Find the line with "Target: light blue puffy jacket" and the line with "the blue rubber" in the entries below; output exactly those two lines, every line between them, and no others.

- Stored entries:

——————

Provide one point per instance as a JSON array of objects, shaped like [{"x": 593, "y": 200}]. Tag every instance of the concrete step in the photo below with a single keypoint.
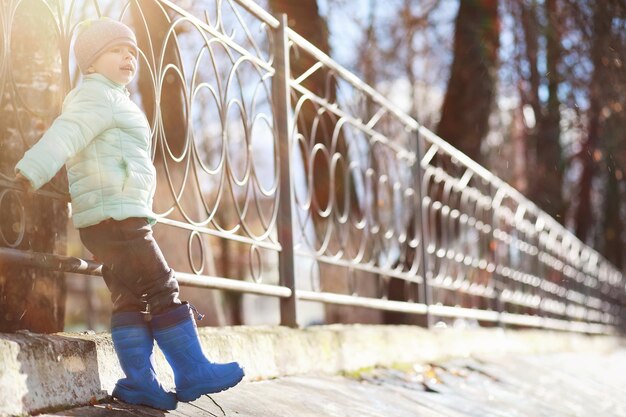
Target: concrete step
[{"x": 39, "y": 373}]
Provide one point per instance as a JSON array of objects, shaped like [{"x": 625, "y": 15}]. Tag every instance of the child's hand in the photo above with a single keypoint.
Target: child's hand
[{"x": 23, "y": 182}]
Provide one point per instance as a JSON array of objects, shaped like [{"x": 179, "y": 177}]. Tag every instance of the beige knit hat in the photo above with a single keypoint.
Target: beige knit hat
[{"x": 96, "y": 35}]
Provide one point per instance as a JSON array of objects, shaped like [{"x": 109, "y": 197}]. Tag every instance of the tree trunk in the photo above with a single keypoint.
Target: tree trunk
[
  {"x": 547, "y": 176},
  {"x": 590, "y": 155},
  {"x": 470, "y": 93}
]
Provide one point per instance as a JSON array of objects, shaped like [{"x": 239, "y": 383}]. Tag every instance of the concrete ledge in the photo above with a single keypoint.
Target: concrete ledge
[{"x": 44, "y": 372}]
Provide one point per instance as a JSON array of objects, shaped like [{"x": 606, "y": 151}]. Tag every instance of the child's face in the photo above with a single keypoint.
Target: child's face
[{"x": 118, "y": 63}]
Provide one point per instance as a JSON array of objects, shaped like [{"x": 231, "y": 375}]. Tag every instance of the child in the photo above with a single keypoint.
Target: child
[{"x": 104, "y": 140}]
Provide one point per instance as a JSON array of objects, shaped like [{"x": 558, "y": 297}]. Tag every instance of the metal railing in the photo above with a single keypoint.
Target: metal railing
[{"x": 338, "y": 184}]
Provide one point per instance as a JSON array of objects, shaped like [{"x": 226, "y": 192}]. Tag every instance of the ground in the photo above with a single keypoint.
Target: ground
[{"x": 550, "y": 385}]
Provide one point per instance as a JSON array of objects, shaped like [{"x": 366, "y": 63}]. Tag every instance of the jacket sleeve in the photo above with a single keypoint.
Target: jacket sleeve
[{"x": 86, "y": 114}]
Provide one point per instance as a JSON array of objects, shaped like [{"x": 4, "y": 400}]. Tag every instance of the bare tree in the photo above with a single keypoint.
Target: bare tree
[{"x": 470, "y": 93}]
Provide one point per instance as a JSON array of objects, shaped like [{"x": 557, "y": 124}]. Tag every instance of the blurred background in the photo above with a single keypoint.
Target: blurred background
[{"x": 533, "y": 90}]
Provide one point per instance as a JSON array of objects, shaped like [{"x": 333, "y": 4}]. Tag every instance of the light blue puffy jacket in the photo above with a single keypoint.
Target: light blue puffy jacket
[{"x": 104, "y": 140}]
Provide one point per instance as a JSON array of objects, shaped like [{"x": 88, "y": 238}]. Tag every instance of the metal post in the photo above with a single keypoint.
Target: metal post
[
  {"x": 426, "y": 294},
  {"x": 282, "y": 109}
]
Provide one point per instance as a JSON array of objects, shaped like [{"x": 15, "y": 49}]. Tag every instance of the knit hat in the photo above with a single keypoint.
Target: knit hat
[{"x": 96, "y": 36}]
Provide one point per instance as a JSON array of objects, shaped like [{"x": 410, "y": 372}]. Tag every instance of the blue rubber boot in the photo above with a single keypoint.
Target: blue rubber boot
[
  {"x": 177, "y": 335},
  {"x": 132, "y": 339}
]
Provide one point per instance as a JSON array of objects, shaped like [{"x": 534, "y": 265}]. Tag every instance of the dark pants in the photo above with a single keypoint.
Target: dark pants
[{"x": 134, "y": 268}]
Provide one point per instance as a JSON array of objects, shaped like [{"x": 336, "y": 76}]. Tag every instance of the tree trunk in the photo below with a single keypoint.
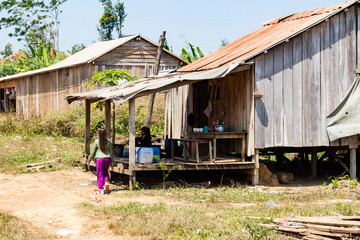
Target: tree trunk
[{"x": 156, "y": 71}]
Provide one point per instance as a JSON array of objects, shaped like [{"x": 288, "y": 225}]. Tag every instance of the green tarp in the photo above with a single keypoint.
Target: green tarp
[{"x": 344, "y": 121}]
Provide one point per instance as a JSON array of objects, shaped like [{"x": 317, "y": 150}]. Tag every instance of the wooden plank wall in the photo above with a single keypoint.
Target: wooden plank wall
[
  {"x": 303, "y": 80},
  {"x": 233, "y": 105},
  {"x": 176, "y": 111},
  {"x": 46, "y": 92}
]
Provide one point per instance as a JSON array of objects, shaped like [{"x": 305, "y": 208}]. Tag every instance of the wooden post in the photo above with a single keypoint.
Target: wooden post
[
  {"x": 132, "y": 176},
  {"x": 353, "y": 148},
  {"x": 156, "y": 71},
  {"x": 314, "y": 162},
  {"x": 255, "y": 175},
  {"x": 108, "y": 118},
  {"x": 113, "y": 123},
  {"x": 87, "y": 127}
]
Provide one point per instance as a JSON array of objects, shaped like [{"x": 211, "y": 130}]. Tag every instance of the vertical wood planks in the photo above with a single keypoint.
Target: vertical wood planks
[
  {"x": 324, "y": 79},
  {"x": 278, "y": 103},
  {"x": 260, "y": 113},
  {"x": 306, "y": 122},
  {"x": 269, "y": 98},
  {"x": 288, "y": 94},
  {"x": 314, "y": 88},
  {"x": 297, "y": 91}
]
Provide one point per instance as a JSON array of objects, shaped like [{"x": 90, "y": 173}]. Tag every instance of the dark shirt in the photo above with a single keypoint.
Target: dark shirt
[{"x": 143, "y": 142}]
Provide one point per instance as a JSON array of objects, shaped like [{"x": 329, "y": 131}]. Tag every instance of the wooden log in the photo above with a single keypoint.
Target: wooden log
[{"x": 284, "y": 177}]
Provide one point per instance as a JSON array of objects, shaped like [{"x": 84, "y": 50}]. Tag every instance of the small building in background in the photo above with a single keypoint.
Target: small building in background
[{"x": 44, "y": 90}]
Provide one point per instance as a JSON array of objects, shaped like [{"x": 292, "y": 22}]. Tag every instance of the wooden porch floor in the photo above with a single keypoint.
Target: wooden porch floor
[{"x": 122, "y": 166}]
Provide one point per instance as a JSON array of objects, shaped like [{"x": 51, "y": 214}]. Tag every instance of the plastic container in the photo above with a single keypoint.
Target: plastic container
[
  {"x": 156, "y": 152},
  {"x": 126, "y": 152},
  {"x": 144, "y": 155}
]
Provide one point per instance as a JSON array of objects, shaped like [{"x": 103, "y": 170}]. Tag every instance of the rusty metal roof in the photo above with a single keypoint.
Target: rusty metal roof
[{"x": 271, "y": 34}]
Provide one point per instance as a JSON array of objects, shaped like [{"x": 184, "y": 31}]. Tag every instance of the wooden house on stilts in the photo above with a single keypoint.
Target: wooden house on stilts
[
  {"x": 275, "y": 88},
  {"x": 43, "y": 90}
]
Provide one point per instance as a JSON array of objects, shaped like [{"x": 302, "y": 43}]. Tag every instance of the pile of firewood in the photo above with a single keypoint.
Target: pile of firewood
[{"x": 324, "y": 228}]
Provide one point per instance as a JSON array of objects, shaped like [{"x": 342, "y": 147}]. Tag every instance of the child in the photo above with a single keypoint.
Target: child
[{"x": 102, "y": 152}]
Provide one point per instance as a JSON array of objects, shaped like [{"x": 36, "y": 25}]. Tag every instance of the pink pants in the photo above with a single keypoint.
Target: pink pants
[{"x": 102, "y": 167}]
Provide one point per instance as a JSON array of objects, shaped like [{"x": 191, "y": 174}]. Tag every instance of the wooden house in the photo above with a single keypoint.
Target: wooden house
[
  {"x": 43, "y": 90},
  {"x": 274, "y": 88},
  {"x": 302, "y": 66}
]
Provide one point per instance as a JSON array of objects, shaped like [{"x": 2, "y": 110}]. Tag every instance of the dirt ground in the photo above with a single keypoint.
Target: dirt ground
[{"x": 49, "y": 199}]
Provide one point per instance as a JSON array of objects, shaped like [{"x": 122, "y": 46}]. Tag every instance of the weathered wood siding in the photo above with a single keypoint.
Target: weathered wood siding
[
  {"x": 45, "y": 92},
  {"x": 303, "y": 80},
  {"x": 233, "y": 105}
]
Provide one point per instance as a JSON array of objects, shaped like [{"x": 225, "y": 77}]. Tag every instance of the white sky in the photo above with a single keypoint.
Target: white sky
[{"x": 203, "y": 22}]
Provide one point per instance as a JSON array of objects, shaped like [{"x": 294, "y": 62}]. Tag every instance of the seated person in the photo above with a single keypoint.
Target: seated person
[{"x": 145, "y": 139}]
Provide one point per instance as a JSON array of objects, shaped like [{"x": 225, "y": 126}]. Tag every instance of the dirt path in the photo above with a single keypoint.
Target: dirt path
[{"x": 48, "y": 200}]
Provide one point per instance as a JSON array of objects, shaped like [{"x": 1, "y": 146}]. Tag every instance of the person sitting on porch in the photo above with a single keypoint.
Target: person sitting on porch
[
  {"x": 102, "y": 152},
  {"x": 145, "y": 139}
]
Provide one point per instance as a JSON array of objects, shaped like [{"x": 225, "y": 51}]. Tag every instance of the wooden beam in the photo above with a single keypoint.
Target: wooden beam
[
  {"x": 156, "y": 72},
  {"x": 108, "y": 118},
  {"x": 353, "y": 163},
  {"x": 87, "y": 127},
  {"x": 132, "y": 132},
  {"x": 336, "y": 158},
  {"x": 255, "y": 175},
  {"x": 132, "y": 176},
  {"x": 113, "y": 124},
  {"x": 314, "y": 160}
]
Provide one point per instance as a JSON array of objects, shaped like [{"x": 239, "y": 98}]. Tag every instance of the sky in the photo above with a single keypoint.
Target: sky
[{"x": 202, "y": 22}]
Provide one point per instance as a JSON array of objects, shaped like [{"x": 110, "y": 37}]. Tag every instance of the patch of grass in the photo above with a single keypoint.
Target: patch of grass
[
  {"x": 17, "y": 151},
  {"x": 241, "y": 194},
  {"x": 12, "y": 228},
  {"x": 160, "y": 221}
]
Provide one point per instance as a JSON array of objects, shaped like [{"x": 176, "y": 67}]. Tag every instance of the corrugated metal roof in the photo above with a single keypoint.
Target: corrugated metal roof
[
  {"x": 272, "y": 33},
  {"x": 145, "y": 86},
  {"x": 86, "y": 55}
]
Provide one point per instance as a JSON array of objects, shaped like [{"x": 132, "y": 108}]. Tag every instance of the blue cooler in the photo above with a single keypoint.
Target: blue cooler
[{"x": 156, "y": 151}]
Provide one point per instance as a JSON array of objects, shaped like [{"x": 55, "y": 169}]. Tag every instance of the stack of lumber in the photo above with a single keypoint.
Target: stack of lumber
[{"x": 324, "y": 228}]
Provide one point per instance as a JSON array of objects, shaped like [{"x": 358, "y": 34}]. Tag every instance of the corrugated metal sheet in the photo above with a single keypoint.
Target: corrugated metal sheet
[
  {"x": 145, "y": 86},
  {"x": 86, "y": 55},
  {"x": 269, "y": 35}
]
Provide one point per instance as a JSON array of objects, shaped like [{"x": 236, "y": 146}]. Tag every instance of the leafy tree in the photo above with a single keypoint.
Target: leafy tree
[
  {"x": 107, "y": 21},
  {"x": 120, "y": 17},
  {"x": 33, "y": 21},
  {"x": 8, "y": 68},
  {"x": 36, "y": 58},
  {"x": 224, "y": 42},
  {"x": 7, "y": 51},
  {"x": 192, "y": 54},
  {"x": 111, "y": 77},
  {"x": 76, "y": 48}
]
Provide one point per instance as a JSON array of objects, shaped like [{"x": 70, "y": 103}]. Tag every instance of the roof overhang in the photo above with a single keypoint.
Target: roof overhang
[{"x": 146, "y": 86}]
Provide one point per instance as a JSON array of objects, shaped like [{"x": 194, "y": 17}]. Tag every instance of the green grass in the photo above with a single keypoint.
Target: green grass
[
  {"x": 12, "y": 228},
  {"x": 161, "y": 221},
  {"x": 241, "y": 194},
  {"x": 17, "y": 151}
]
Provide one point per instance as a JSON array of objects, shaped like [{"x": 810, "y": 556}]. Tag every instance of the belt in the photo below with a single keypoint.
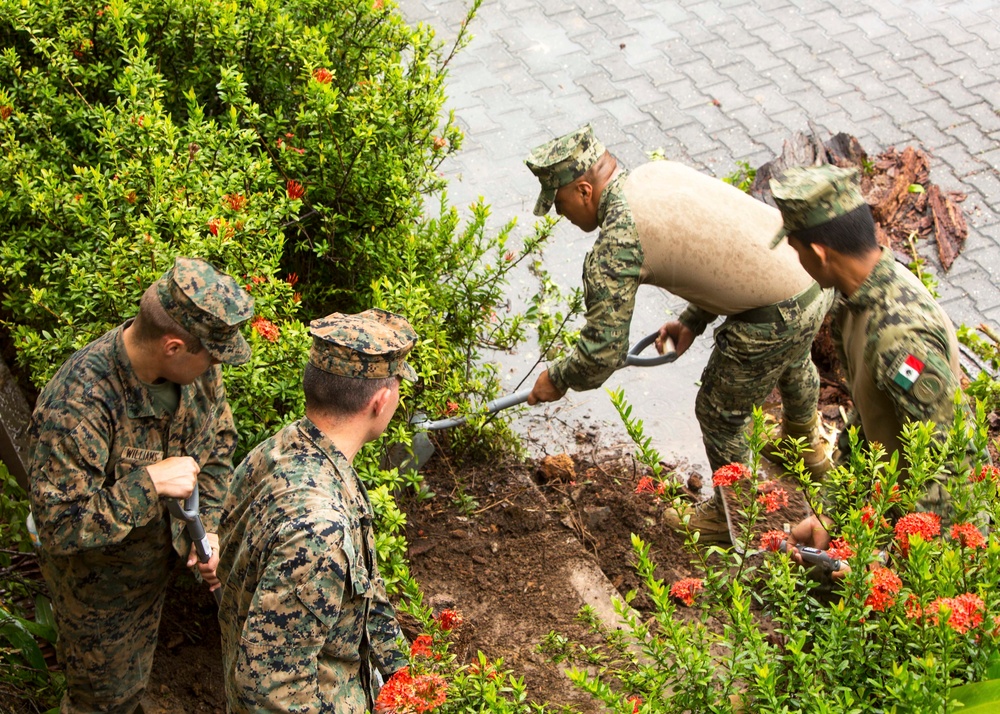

——————

- RESPONSE TO THIS TASK:
Target: light blue puffy jacket
[{"x": 104, "y": 140}]
Provide one point per instance as a JSON array of objects, shaped like [{"x": 88, "y": 238}]. Tag every instance of the metal post in the photo above with a single keypoint.
Target: metal post
[
  {"x": 426, "y": 294},
  {"x": 282, "y": 109}
]
Provide one point per instance as a JSON array of objects, shaped like [{"x": 15, "y": 49}]. Tag every instance of the knit hat in the photo above with a single keypoint.
Target: knit hat
[{"x": 96, "y": 36}]
Provide one point per instance as a JSON array of objects, shaped like [{"x": 410, "y": 372}]. Tag every instance of the blue rubber boot in the photo above with a single keypoint.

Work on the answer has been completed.